== Provided information ==
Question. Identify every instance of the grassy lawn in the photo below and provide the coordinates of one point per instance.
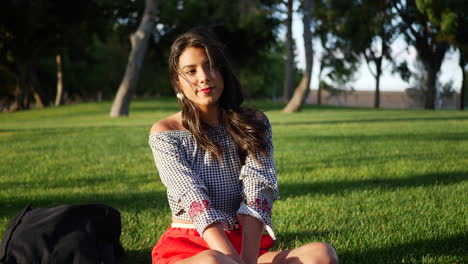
(382, 186)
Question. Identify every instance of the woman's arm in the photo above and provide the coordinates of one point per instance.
(217, 240)
(252, 230)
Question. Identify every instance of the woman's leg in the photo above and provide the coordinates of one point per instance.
(312, 253)
(208, 257)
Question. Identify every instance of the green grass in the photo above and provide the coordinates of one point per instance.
(382, 186)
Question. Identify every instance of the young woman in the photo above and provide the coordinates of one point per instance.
(216, 159)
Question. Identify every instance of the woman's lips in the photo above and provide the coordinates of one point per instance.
(207, 90)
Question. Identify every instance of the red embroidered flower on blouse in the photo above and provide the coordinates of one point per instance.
(196, 208)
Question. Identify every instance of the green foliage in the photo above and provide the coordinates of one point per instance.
(382, 186)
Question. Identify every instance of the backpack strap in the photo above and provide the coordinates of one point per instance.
(9, 233)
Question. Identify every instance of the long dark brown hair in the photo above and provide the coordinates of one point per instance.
(243, 124)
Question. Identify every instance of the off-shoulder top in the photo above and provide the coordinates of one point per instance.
(203, 190)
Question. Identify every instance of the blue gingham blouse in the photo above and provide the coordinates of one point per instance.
(203, 190)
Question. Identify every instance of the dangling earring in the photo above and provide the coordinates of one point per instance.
(180, 96)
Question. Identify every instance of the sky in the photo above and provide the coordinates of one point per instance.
(364, 79)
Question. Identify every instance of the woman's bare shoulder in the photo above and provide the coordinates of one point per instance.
(259, 115)
(173, 122)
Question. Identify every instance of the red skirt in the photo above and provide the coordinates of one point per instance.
(177, 244)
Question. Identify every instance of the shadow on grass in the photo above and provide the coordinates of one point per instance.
(123, 201)
(414, 252)
(382, 137)
(141, 256)
(357, 121)
(332, 187)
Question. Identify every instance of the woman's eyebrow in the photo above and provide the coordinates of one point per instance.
(188, 66)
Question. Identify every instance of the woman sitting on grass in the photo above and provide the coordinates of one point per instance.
(216, 160)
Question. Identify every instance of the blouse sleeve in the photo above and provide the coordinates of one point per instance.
(260, 186)
(182, 184)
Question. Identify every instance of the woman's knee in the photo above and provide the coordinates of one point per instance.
(214, 257)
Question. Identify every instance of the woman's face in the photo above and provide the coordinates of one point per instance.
(198, 82)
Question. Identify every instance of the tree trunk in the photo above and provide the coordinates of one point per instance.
(302, 91)
(59, 95)
(40, 95)
(431, 90)
(289, 71)
(139, 42)
(320, 85)
(462, 64)
(378, 73)
(22, 90)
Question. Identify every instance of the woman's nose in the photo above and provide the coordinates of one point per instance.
(204, 75)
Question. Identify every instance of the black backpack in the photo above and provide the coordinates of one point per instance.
(76, 234)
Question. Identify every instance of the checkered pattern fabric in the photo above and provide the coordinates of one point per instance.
(203, 190)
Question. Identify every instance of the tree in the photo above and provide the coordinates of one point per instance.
(139, 41)
(422, 23)
(337, 61)
(289, 69)
(302, 91)
(33, 30)
(369, 31)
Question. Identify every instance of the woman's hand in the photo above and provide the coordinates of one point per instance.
(217, 240)
(252, 230)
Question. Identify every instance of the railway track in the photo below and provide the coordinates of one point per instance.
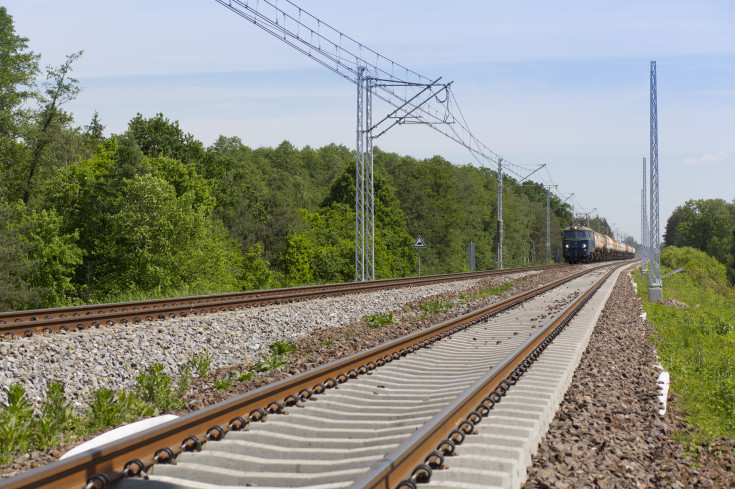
(39, 321)
(367, 420)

== Exercise ==
Pictures stay out; everything else in the listing above gets repeated exactly.

== Answer ==
Question. Identify every instance of the grassy lawn in the photo below and provide the coordinates of one point per instance.
(382, 186)
Question. Identify every instance of the woman's arm in the photo above and provide the coordinates of one point per instance.
(217, 240)
(252, 230)
Question. Identify every instance of the woman's leg in the photo above and provide the coordinates of one point per instance.
(312, 253)
(208, 257)
Question. Identify every instance of the green grass in the photo above and provide the coordinates of one point per instance.
(382, 186)
Question. Identify every instance of the young woman in the photo above and provide the coordinates of one point per instance.
(216, 159)
Question. Identify every instance of the woman's lips in the photo above and provide the coordinates of one point per instance.
(207, 90)
Question. Identify every instance of the red embroidered flower on blouse in the photo above and provide the coordinates of one point per instance.
(196, 208)
Question. Identify every instance of the green foliage in the photo above and provide the coordinates of one point per instance.
(382, 186)
Question. Identify every instance of the backpack strap in the photo above and provide the coordinates of one point per instance.
(9, 233)
Question. Identify every instance of the long dark brown hair in the photo above and provide the coordinates of one point per instance.
(243, 124)
Question. Identify every instance of the off-shoulder top in the photo above and provide the coordinates of one point per instance.
(203, 190)
Question. Identify every instance of the blue gingham blouse in the photo above and provide the coordinates of one point per instance.
(203, 190)
Question. Identify every instance of the dangling earring in the photo above and provide the coordinates of one point per instance.
(180, 96)
Question. Identify every instance of the sky in the photo above and provide the coordinates of one point per instance.
(364, 79)
Question. Identify every instance of the woman's bare shoulder in the photo above and provide the coordinates of one point per instance.
(259, 115)
(173, 122)
Question. Identify every instance of the red skirt in the photo above and provide the coordinates of one point per instance.
(177, 244)
Question. Identify every instance of the shadow on grass in the photo above and provide the coordinates of one point per instance.
(123, 201)
(414, 252)
(382, 137)
(141, 256)
(357, 121)
(332, 187)
Question. Identify every instance of the woman's eyebrow in the photo above and provide the coordinates of one point per instance.
(188, 66)
Question. Identify every instance of the woman sitting on grass in the photo above and provide the coordinates of one point per instance.
(216, 160)
Question. Identify every instance of the blouse sleeve in the photo above and provide the coordinates of one point per instance.
(260, 186)
(182, 184)
Question. Identify every instance of the woman's knee in the photo above and provide the coordinates of one point per instance.
(214, 257)
Question. Identify every instance of the woman's face in the photo above and provide the coordinates of one point per instance.
(198, 82)
Question. Identify every instance of the tree trunk in the photo above and provide the coordinates of one point per instance.
(302, 91)
(59, 95)
(40, 95)
(431, 90)
(289, 71)
(139, 42)
(320, 85)
(462, 64)
(378, 73)
(22, 90)
Question. Identify every instance of the woman's nose in the photo above and provide the coordinates of one point per instance.
(204, 75)
Question. Identify every instance of the black backpack in the photo above and provide the coordinates of one point per instance.
(76, 234)
Question. Identify every instance of the checkered pattern fabric in the photo above and provide the coordinates of one point per instance.
(203, 190)
Question. Identify every instance of the tree in the photo above and provide the coordinates of one point per instance.
(139, 41)
(422, 23)
(337, 61)
(289, 69)
(302, 91)
(33, 30)
(369, 31)
Question. Identify every instance of the woman's hand in the photo above and provide the coordinates of one point per instance.
(217, 240)
(252, 230)
Question. Identify every instance of the railway track in the photo below and provide the coordinates of one point per instance.
(39, 321)
(367, 420)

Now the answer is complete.